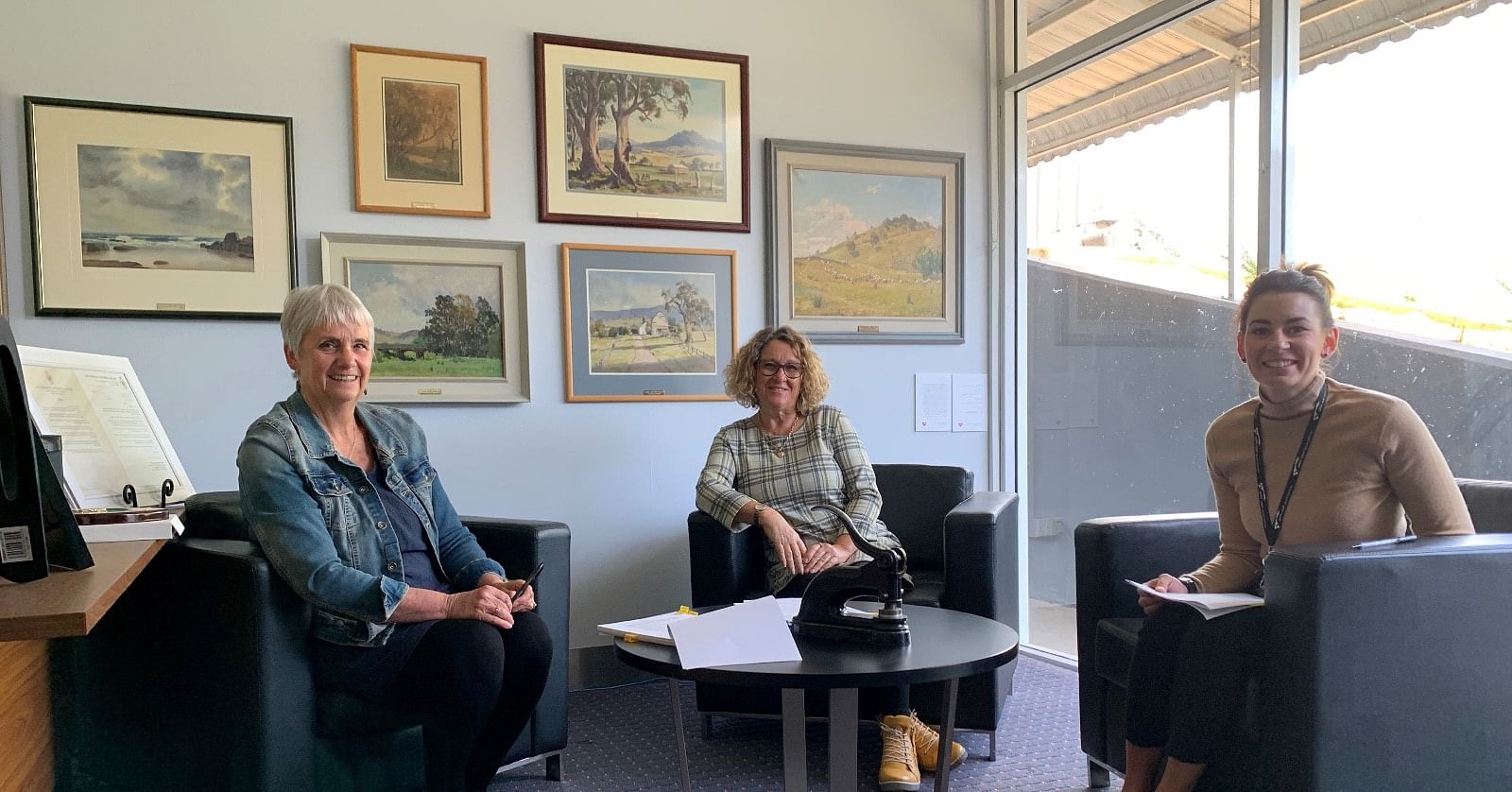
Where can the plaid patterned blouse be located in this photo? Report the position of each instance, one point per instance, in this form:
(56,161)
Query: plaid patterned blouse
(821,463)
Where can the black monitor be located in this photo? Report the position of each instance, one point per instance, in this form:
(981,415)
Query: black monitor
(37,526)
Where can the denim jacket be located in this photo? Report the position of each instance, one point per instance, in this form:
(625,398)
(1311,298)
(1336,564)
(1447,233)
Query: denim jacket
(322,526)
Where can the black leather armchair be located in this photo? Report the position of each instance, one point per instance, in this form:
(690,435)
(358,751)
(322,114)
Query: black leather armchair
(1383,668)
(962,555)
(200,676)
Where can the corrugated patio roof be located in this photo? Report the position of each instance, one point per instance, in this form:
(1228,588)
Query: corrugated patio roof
┄┄┄┄┄┄┄┄┄┄
- PROBLEM -
Return the line that contains "Where can the black monitor" and all lines after it, verbatim, and nothing else.

- RESULT FOR THIS EXERCISE -
Where can the black monitor be located in this photo? Report the position of each instance, one point per instance, in this form:
(981,415)
Query: black monitor
(37,526)
Where can the denim jacket be located in this photo? Report the position of each instance, one point per instance, in this form:
(625,398)
(1311,298)
(1336,564)
(1447,233)
Query: denim jacket
(322,526)
Where can the black leather armchair be located in this photo? Report the position of each instance, one point per instance, in this form:
(690,435)
(358,751)
(322,114)
Query: black leather armchair
(1383,668)
(962,555)
(200,676)
Where can the corrugated patio roof be located in this photo? Report the position of each instance, one point per instance, in this form:
(1228,588)
Query: corrugated patio roof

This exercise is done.